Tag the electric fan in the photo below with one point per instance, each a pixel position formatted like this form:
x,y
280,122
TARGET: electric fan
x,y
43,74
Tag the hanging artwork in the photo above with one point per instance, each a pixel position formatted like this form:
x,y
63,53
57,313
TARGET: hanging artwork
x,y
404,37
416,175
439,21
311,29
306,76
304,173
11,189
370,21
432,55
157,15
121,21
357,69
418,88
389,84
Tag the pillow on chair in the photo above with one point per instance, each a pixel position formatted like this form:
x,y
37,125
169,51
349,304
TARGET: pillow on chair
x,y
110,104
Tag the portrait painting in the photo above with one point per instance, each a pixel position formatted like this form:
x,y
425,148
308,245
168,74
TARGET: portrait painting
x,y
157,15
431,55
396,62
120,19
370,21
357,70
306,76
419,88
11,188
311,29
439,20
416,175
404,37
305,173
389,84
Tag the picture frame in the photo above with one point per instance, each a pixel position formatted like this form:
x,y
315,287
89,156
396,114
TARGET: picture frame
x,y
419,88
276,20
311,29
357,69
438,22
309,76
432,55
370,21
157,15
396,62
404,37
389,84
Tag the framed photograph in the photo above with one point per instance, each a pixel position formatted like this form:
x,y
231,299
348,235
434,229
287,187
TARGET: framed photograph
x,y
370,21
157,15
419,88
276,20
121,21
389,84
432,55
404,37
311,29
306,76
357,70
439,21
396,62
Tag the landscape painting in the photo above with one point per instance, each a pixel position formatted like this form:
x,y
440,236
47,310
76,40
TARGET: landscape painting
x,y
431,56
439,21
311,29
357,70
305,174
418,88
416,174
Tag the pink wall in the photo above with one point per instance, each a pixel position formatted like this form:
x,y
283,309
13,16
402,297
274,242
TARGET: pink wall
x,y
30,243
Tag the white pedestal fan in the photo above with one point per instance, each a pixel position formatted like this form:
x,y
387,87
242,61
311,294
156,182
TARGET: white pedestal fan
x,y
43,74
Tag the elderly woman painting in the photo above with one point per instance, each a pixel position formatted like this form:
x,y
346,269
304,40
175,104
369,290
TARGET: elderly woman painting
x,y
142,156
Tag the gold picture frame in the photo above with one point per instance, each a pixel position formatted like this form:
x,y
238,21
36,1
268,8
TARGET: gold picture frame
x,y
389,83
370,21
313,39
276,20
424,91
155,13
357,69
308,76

__TASK GOAL__
Copy the records above exactly, starting at the line that contains "TARGET: hanging artwork" and ending at the last line, and leave out all earlier lines.

__WRITTEN RESPONSE__
TARGET: hanging artwork
x,y
404,37
416,175
439,21
311,29
306,76
304,173
11,189
370,21
432,55
157,15
121,21
357,69
418,88
389,84
Tag the pillow on chair in the photo above with one point per instance, each a pixel position formatted like this form:
x,y
37,125
169,51
349,304
TARGET: pillow on chair
x,y
110,104
Tag the portrait painting in the photo above with one point per instance, each a pixel position formatted like this form:
x,y
425,148
308,245
168,74
TARGET: portrait painting
x,y
157,15
431,55
396,62
120,19
370,21
357,70
306,76
419,88
11,188
311,29
439,20
416,175
404,37
305,173
389,84
Tag the picture frame in the photo above with one point per instance, each a pixel position formatted like this form:
x,y
315,287
89,156
396,114
TARGET: picture frame
x,y
419,88
276,20
311,29
357,69
438,22
309,76
432,55
370,21
157,15
396,62
404,37
389,84
Tag the framed photograph in the photo above with one point per instance, each a pixel position formatted like this form:
x,y
231,299
348,235
434,229
287,187
TARGET: framed photograph
x,y
370,21
157,15
419,88
276,20
121,21
389,84
432,55
404,37
311,29
306,76
357,70
439,21
396,62
Tag the landscape painting in the photo above with one point per instance, each a pixel position formatted like this form:
x,y
440,236
47,310
76,40
TARGET: landscape painting
x,y
431,56
439,21
311,29
357,70
305,174
418,88
416,174
Tag the pink wall in the photo above with one point per instance, each a pixel position formatted like this form:
x,y
283,309
13,16
402,297
274,242
TARGET: pink wall
x,y
30,243
Tag the white pedestal fan in the photo above with one point per instance, each a pixel position formatted like this form:
x,y
387,87
242,61
311,294
156,182
TARGET: white pedestal fan
x,y
43,74
Tag the elderly woman painting in the photo above with one point per instance, each a pixel position formatted like this form:
x,y
346,269
304,40
175,104
369,290
TARGET: elderly woman painting
x,y
142,156
Tag the gold picture frame in the photo above with one point per instance, each a pixel position formatted like this form:
x,y
238,21
36,1
268,8
TARGET: gold picture frame
x,y
389,83
370,21
313,39
276,20
424,91
155,13
357,69
308,76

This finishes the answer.